Action item.
Lines before the one containing "Exercise. Find the white kitten" are left out; output the rest of the data exactly, through the final line.

*** Block opens ***

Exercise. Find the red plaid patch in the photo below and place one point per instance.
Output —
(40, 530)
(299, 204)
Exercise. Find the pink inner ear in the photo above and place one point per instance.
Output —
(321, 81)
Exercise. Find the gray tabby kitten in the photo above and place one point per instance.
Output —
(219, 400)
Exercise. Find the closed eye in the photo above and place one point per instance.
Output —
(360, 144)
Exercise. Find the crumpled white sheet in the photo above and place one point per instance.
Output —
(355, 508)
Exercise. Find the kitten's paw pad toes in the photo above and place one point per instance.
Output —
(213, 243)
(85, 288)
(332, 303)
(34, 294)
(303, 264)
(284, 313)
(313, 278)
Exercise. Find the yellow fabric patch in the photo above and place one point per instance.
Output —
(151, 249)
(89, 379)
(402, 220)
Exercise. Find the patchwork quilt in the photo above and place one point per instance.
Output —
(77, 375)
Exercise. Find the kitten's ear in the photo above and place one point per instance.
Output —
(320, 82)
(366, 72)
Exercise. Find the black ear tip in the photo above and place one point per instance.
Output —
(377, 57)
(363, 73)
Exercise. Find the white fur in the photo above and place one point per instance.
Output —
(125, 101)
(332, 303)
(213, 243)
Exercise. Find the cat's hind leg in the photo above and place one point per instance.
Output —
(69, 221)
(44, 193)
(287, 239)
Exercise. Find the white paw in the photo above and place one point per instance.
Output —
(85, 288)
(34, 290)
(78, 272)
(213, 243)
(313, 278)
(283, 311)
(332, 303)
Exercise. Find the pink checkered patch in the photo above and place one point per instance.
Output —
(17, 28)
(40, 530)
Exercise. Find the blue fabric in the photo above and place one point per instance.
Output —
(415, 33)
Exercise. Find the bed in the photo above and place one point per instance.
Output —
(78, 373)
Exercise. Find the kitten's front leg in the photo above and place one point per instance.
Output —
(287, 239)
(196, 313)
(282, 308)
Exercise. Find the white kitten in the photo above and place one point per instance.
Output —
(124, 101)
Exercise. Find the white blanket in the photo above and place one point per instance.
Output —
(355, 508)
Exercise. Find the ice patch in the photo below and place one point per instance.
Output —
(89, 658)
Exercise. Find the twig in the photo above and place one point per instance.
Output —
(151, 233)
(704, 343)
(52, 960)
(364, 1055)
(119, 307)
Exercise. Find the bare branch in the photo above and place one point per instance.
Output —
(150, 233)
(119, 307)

*** Block closes ***

The completed task.
Exercise. Find the white kitten in the photo above and place one point per instance.
Output —
(124, 101)
Exercise. Find the white blanket in the photo above and place one point per instance.
Output —
(355, 508)
Exercise. Find the ice patch in the photo below and place one point per instance.
Output —
(89, 658)
Exercise. Find the twig in the photo above and place one point per instance.
Output —
(151, 233)
(704, 343)
(52, 960)
(364, 1055)
(119, 307)
Exercise. Find the bare branch in the photo above and place one point per instance.
Output —
(150, 233)
(119, 307)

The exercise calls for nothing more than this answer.